| Record list |
○ ○ ○ ○ ○

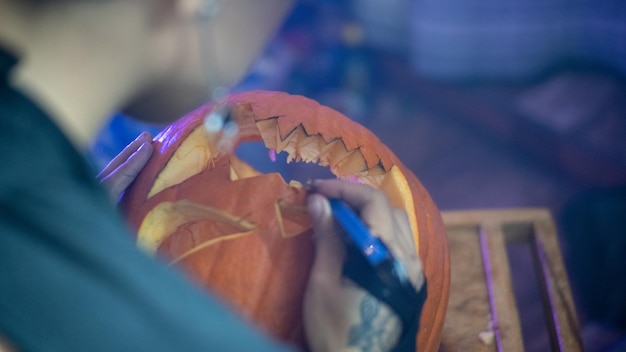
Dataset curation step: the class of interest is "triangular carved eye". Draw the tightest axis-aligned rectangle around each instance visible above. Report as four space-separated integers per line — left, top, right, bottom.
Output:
122 92 449 346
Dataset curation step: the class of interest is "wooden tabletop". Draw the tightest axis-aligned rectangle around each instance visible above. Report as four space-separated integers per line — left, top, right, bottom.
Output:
439 209 583 352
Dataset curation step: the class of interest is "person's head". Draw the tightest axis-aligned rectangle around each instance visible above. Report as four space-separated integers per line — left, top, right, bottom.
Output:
0 0 293 124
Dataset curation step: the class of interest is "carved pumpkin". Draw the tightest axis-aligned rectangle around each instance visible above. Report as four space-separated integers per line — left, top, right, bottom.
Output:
122 91 450 351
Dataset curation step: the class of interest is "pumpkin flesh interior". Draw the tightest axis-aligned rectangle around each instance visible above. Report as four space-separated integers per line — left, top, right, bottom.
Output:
137 110 419 253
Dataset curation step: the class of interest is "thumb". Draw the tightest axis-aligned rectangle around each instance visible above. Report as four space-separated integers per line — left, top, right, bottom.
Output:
307 194 345 282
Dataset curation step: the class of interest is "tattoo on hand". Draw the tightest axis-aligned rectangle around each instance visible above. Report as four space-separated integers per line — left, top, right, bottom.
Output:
348 295 400 352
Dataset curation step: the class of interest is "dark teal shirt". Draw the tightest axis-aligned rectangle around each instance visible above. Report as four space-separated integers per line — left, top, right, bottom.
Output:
0 51 292 352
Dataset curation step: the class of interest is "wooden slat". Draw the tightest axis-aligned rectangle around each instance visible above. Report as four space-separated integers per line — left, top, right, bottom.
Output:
440 209 582 352
480 221 524 352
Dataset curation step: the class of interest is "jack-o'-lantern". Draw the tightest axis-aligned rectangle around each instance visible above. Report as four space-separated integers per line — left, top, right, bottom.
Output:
122 91 450 351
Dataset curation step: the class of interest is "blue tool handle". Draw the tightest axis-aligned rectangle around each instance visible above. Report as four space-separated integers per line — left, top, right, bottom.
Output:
329 198 391 267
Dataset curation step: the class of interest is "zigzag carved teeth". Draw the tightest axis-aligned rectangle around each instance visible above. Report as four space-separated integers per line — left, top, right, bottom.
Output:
257 118 385 182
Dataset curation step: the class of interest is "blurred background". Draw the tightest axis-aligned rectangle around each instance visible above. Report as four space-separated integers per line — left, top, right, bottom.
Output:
91 0 626 351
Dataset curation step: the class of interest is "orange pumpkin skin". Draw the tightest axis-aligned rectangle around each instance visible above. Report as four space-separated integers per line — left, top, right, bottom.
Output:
121 91 450 351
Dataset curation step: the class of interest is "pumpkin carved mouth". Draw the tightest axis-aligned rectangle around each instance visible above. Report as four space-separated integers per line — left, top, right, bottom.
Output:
122 92 449 347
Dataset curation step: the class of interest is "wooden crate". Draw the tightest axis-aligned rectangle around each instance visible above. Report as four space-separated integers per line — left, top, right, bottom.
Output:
440 209 583 352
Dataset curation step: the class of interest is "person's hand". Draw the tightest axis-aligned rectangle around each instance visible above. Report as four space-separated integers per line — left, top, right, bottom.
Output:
96 132 152 201
304 180 424 351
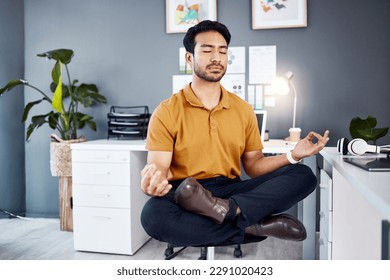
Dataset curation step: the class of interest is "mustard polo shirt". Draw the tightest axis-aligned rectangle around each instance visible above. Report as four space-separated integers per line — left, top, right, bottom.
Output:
146 84 263 180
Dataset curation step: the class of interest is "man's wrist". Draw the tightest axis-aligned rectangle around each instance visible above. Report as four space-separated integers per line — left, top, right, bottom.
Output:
286 150 302 164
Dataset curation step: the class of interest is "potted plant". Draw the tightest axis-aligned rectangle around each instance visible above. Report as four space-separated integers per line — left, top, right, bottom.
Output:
0 49 107 230
0 49 107 141
349 116 389 145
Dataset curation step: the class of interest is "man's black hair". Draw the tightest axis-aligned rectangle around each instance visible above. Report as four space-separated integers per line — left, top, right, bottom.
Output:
183 20 231 54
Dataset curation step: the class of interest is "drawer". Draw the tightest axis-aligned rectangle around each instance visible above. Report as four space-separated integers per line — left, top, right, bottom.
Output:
73 207 136 254
72 150 130 163
73 185 130 208
318 238 332 260
72 162 130 186
320 211 333 241
320 170 333 212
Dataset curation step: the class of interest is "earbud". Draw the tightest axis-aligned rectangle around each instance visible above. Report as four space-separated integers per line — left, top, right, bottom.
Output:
337 138 381 156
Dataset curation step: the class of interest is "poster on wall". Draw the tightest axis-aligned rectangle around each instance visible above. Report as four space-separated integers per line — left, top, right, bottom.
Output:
249 46 276 84
226 47 245 74
252 0 307 29
165 0 217 33
221 74 245 100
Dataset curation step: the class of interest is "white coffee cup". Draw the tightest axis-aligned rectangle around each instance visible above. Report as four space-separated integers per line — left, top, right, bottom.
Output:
289 127 301 142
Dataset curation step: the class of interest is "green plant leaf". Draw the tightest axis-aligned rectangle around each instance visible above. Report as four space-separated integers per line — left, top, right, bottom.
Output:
349 116 377 139
51 61 62 85
358 127 389 143
37 49 74 64
349 116 389 144
52 61 63 113
26 114 49 142
48 111 59 129
22 98 45 122
0 79 28 96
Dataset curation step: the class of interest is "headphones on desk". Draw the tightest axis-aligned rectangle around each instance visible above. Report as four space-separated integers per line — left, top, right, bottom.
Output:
337 138 381 156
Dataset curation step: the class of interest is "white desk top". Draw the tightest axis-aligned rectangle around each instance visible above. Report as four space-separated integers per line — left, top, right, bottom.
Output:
71 139 295 153
320 147 390 220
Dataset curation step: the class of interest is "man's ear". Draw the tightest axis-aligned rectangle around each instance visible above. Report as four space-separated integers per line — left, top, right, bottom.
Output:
186 52 193 66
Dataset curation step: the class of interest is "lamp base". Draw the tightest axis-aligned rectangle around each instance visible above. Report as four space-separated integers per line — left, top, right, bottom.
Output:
288 127 302 142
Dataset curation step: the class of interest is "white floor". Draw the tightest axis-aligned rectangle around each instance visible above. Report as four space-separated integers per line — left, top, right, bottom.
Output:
0 218 302 260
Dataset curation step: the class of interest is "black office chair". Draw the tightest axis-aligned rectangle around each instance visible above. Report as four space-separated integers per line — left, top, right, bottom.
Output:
165 244 242 260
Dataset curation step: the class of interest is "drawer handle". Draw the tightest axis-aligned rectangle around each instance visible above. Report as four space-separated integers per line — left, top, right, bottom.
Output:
95 193 111 198
90 172 111 176
91 155 110 159
92 216 111 221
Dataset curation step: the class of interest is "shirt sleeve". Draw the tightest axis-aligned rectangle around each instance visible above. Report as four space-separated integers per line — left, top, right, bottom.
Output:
146 104 174 152
244 111 263 152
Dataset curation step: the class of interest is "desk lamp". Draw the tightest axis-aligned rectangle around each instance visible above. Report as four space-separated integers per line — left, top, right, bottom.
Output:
271 71 301 142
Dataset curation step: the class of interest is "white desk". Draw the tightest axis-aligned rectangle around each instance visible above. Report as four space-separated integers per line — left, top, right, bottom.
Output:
72 139 315 259
320 148 390 259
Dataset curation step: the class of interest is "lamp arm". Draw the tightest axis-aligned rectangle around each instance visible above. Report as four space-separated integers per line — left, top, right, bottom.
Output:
289 80 297 128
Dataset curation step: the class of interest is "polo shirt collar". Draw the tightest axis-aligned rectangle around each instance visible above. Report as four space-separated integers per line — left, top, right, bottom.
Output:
183 83 230 108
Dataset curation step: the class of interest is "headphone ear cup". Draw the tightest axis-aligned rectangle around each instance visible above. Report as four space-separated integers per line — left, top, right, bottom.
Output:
348 138 368 156
337 138 349 155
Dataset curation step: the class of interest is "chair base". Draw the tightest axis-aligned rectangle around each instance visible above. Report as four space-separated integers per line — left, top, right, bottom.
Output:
164 244 242 260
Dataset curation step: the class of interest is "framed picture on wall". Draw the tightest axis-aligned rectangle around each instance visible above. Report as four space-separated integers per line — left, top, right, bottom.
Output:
252 0 307 29
165 0 217 33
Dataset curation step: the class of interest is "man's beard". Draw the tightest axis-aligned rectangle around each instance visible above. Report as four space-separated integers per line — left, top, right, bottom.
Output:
194 64 226 83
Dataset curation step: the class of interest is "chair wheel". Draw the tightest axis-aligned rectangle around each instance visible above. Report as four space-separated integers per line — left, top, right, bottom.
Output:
164 247 173 257
234 248 242 259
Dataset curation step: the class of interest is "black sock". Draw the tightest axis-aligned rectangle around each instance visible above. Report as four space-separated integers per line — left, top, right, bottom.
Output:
225 198 238 221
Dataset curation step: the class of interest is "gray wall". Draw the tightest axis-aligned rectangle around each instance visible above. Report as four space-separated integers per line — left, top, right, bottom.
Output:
1 0 390 216
0 0 25 217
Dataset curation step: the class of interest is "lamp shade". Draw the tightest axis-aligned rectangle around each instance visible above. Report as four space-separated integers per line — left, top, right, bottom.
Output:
271 71 297 128
271 76 290 95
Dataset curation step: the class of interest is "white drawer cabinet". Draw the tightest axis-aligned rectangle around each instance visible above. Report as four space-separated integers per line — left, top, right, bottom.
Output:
72 140 149 255
318 147 390 260
319 169 333 260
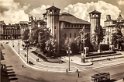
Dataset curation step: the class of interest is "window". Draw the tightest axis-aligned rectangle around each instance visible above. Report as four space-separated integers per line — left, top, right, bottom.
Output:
70 33 71 38
74 33 76 38
54 34 56 39
54 26 56 29
64 33 67 38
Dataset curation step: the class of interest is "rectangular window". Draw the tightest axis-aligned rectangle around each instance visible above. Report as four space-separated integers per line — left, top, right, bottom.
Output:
70 33 71 38
74 33 76 38
64 33 67 38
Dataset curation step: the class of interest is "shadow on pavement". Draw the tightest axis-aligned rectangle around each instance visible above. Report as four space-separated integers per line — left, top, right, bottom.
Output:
1 64 18 82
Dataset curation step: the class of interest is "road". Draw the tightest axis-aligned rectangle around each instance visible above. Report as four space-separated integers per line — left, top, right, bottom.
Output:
2 45 124 82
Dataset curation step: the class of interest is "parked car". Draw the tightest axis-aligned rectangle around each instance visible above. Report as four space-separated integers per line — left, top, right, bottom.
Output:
91 73 110 82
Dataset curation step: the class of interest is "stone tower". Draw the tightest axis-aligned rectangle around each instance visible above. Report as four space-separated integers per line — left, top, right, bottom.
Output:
89 10 101 48
46 6 60 53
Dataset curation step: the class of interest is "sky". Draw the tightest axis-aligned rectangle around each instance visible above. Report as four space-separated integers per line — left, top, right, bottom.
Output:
0 0 124 25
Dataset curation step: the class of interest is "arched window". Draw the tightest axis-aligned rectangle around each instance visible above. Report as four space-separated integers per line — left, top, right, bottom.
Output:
70 33 71 38
74 33 76 38
64 33 67 38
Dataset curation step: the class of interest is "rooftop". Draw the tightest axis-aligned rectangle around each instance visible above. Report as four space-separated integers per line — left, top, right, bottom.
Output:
59 12 90 24
46 6 60 10
89 10 101 14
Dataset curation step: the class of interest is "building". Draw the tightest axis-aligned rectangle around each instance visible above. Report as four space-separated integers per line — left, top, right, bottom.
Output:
0 21 5 40
89 10 103 50
19 21 29 38
43 6 90 52
104 14 124 44
0 24 21 40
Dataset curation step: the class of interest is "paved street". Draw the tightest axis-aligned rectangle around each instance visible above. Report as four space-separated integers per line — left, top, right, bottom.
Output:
2 40 124 82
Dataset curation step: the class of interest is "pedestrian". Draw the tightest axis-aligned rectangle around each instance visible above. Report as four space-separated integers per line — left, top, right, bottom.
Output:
77 69 80 78
22 65 24 68
66 69 68 75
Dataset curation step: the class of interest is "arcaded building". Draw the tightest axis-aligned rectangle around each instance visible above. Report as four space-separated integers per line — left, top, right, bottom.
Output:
44 6 90 52
104 14 124 44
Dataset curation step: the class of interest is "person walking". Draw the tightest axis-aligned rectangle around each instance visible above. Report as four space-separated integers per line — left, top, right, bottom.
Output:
66 69 68 75
76 69 80 78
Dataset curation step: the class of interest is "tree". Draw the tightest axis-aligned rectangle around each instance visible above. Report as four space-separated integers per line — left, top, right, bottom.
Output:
45 38 57 57
112 28 124 49
90 26 104 51
22 29 29 40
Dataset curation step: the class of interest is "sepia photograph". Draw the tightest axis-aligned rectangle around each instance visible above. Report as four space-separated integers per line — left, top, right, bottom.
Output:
0 0 124 82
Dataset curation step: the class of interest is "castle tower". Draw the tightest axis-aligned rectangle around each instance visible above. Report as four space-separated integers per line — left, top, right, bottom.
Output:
46 6 60 53
89 10 101 50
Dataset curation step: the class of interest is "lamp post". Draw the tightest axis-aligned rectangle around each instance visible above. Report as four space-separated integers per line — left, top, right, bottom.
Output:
18 38 20 54
67 47 72 71
25 40 29 63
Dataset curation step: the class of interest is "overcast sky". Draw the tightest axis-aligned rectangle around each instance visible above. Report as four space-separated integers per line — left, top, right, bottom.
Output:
0 0 124 25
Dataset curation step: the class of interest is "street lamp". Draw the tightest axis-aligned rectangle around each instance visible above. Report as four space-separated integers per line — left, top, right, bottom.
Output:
11 34 14 47
66 47 72 71
25 40 29 63
18 38 20 54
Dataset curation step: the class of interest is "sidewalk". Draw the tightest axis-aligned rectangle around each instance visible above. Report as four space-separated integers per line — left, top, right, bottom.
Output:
5 42 78 72
115 79 124 82
2 41 124 72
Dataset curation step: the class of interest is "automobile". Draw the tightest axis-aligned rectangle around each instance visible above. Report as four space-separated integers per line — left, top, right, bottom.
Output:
28 61 34 65
91 73 110 82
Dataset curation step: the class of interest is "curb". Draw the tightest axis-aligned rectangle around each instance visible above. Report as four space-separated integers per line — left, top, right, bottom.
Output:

○ ○ ○ ○ ○

| Task objective |
Render the stretch from the start of the records through the line containing "122 92 449 346" as a numbered list, one line per item, with blank lines dropped. Leave the pictures out of the list.

| Written reply |
1. Dataset curation step: the class of interest is "triangular carved eye". Draw the tightest axis-aligned rectangle around each instance visible above. Report as four space-separated integers per line — left, top, right, bottom.
2. Output:
3. 122 92 449 346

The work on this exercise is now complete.